■ The task: A single figure is required: the number of lines in the listing below containing the word "rock".

■ The data:
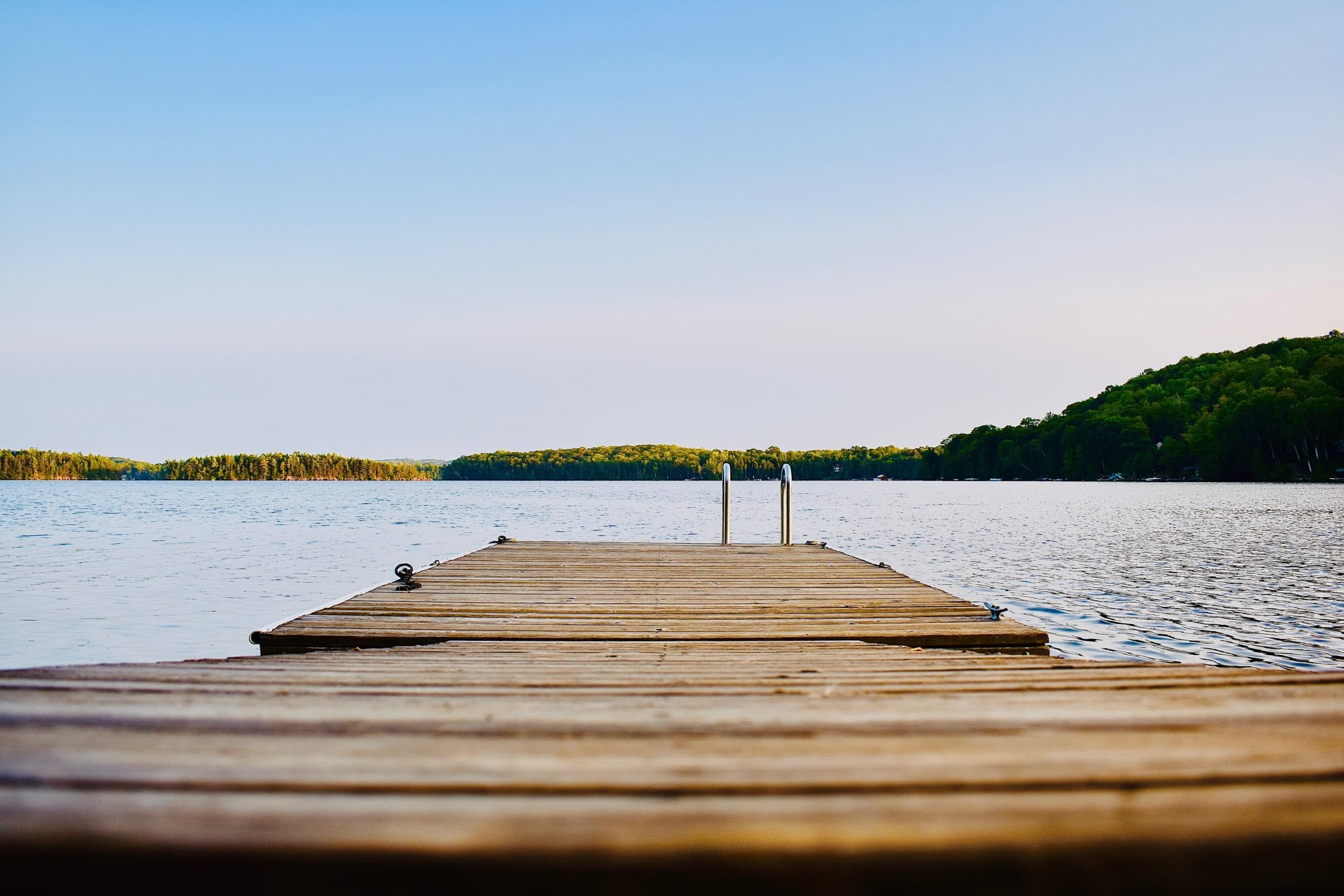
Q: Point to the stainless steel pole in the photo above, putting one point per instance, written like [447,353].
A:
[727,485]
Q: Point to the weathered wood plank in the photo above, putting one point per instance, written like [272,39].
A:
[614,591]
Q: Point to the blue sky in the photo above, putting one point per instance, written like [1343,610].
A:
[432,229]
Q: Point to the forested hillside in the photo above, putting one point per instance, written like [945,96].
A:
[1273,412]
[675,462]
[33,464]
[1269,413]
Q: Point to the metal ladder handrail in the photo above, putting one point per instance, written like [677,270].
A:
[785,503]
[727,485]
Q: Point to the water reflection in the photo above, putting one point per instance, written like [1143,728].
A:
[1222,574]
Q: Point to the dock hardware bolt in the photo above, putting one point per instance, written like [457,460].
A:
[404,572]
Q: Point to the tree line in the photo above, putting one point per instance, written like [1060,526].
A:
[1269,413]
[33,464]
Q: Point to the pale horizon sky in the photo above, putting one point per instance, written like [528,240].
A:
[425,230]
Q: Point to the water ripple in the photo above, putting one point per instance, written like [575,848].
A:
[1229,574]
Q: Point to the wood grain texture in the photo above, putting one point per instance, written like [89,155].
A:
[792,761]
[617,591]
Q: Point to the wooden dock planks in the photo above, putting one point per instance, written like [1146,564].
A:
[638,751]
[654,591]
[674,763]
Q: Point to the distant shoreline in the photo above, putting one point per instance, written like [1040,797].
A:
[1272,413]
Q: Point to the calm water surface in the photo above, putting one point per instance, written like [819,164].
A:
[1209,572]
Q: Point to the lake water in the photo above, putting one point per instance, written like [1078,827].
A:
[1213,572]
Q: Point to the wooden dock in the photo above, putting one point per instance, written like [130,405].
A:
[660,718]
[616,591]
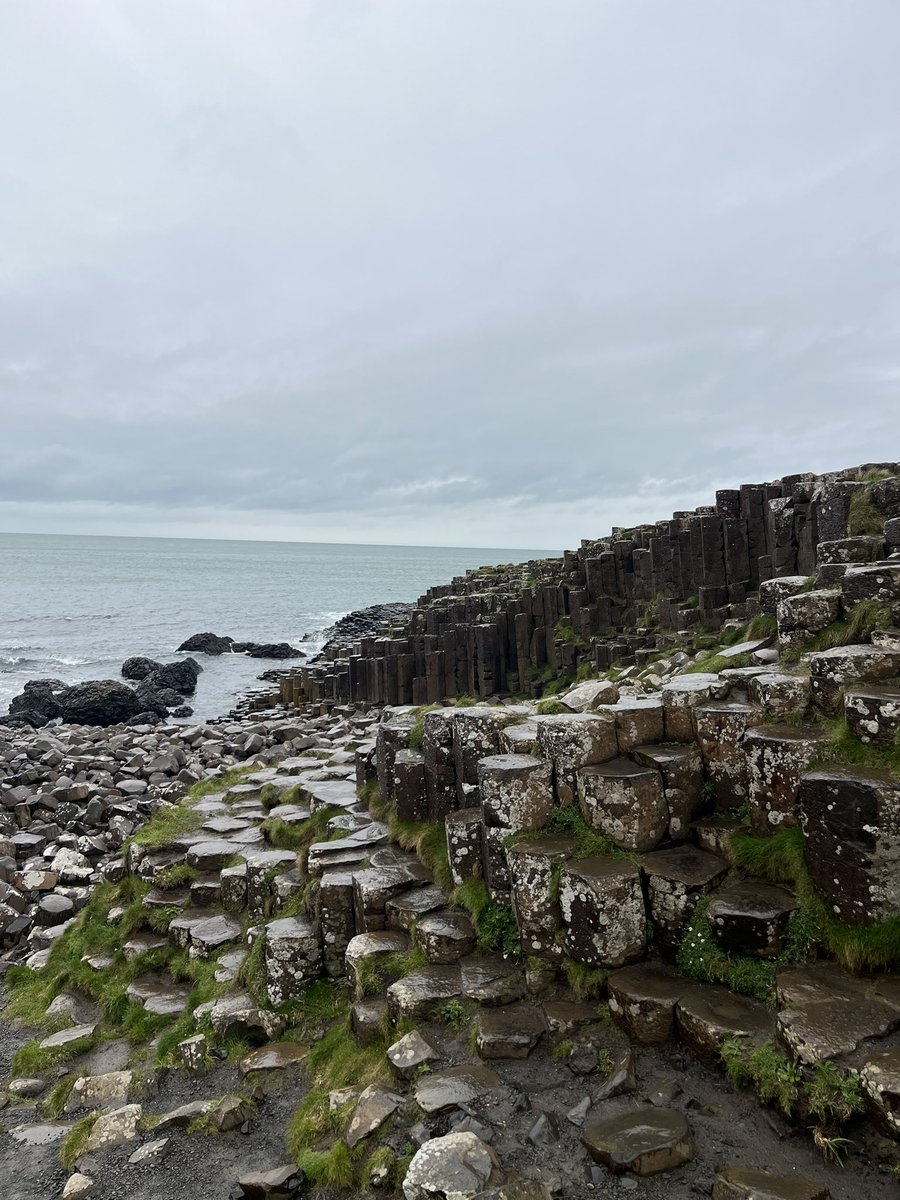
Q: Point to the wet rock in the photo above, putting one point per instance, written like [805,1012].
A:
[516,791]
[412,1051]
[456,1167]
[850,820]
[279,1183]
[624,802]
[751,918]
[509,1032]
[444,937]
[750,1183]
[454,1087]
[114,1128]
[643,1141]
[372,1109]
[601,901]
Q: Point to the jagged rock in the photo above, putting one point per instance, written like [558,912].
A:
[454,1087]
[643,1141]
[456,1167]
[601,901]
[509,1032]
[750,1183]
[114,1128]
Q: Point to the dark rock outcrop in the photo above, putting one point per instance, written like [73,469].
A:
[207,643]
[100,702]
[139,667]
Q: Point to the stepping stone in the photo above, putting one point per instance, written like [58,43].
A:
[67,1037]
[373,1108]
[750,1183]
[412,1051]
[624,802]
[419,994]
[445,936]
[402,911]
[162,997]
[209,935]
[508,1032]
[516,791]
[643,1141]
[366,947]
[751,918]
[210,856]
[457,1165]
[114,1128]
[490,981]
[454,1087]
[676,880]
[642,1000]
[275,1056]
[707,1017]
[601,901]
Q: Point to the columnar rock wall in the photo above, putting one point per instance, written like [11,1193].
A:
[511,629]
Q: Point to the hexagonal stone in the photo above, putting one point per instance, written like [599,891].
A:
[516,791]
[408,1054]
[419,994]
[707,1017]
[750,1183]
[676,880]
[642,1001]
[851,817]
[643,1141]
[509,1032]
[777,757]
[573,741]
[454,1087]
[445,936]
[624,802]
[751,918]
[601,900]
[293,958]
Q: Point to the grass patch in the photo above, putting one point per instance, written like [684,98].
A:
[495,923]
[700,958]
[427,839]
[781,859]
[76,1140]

---

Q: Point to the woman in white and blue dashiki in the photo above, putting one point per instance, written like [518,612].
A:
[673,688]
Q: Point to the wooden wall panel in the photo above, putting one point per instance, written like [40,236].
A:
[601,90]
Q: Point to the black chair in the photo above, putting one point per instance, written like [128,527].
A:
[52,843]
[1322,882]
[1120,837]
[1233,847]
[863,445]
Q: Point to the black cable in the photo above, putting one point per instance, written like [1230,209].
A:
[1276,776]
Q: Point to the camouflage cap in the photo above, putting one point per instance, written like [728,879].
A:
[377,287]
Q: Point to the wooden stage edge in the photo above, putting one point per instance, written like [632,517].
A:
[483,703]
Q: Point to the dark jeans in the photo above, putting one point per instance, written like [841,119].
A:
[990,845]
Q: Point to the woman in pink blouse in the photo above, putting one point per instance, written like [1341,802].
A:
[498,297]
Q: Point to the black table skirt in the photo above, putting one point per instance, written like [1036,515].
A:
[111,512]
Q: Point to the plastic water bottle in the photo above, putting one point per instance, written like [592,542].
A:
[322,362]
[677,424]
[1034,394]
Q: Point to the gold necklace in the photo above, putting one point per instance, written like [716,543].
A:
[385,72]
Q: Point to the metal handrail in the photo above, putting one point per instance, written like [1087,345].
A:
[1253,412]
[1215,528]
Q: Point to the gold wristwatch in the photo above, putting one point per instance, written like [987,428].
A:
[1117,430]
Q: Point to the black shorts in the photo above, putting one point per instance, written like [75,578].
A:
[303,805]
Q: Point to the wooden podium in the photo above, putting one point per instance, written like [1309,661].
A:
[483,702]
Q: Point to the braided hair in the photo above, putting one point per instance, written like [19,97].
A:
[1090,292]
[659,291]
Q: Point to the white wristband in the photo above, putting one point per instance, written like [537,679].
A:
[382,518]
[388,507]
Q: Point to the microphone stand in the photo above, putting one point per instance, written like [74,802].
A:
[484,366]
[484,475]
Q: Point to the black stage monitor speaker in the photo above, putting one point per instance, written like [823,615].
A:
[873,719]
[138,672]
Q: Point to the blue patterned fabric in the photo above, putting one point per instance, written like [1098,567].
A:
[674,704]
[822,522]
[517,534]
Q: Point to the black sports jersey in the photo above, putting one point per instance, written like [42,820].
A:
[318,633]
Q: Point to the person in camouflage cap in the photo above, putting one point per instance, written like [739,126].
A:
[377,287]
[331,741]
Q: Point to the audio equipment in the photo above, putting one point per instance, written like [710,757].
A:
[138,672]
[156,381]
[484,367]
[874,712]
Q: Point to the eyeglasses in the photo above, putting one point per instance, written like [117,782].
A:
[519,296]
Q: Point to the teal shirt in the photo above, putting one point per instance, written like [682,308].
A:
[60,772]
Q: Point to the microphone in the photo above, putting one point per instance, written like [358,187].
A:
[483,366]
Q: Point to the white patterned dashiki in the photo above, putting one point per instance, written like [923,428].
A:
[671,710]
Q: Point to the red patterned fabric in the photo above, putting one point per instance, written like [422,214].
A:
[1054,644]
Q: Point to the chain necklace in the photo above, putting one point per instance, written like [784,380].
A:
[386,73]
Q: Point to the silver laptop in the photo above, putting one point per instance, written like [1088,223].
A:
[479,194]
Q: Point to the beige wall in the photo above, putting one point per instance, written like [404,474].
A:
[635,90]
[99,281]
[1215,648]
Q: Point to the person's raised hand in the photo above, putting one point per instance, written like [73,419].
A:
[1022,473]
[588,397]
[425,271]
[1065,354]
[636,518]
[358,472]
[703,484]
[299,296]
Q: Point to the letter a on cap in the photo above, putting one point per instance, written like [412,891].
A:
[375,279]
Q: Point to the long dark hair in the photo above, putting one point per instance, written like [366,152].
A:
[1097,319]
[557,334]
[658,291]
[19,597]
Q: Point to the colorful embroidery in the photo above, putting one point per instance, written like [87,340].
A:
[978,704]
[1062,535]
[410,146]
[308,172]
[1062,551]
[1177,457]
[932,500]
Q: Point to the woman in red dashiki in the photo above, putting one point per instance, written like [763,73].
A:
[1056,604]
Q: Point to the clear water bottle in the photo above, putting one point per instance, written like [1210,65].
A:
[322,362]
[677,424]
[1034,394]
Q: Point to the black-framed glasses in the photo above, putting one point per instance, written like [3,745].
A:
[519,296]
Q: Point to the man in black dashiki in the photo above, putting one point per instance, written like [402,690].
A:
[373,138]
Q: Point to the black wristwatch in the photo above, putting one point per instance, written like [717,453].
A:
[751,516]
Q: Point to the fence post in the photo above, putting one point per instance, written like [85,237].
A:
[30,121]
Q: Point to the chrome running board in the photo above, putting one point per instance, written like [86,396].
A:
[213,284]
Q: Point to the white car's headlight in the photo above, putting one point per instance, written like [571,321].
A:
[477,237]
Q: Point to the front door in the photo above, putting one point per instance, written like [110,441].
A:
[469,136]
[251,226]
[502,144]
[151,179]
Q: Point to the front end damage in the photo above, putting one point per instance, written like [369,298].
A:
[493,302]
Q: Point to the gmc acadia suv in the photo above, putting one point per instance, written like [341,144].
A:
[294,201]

==

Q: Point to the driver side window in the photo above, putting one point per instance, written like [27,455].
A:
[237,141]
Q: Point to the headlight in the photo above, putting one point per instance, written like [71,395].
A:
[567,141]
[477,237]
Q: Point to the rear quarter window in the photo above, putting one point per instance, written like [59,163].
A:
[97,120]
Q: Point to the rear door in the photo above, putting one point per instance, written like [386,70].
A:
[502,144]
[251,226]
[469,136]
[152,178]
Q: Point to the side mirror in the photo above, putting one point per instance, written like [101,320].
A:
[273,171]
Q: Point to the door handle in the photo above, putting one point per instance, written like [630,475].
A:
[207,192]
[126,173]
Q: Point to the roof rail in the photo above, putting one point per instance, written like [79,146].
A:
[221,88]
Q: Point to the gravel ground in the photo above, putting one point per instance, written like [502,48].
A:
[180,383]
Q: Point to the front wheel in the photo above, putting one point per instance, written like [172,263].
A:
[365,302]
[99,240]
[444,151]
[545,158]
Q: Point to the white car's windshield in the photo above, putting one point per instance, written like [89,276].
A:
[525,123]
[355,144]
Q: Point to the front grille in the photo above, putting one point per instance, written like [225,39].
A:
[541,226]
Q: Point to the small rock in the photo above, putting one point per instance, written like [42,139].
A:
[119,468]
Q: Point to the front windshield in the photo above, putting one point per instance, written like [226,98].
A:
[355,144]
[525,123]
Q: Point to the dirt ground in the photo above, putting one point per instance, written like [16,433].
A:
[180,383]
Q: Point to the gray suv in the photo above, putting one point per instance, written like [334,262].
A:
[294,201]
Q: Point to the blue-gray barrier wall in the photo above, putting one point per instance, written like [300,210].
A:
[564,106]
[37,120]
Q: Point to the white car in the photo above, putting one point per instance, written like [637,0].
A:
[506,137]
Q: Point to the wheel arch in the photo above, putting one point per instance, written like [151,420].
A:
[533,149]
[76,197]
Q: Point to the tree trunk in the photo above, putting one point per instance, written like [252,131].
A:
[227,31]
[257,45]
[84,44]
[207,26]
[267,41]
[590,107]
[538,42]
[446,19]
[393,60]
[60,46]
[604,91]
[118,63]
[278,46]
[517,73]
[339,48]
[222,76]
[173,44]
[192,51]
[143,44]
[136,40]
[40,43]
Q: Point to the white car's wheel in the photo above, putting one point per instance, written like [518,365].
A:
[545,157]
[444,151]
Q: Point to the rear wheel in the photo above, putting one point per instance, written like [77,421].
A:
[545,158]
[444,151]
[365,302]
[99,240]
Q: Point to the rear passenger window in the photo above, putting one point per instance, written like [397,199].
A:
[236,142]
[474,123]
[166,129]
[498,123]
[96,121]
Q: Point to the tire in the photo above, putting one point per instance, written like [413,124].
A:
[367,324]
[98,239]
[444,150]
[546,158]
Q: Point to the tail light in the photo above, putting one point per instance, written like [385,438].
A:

■ Problem solution: 5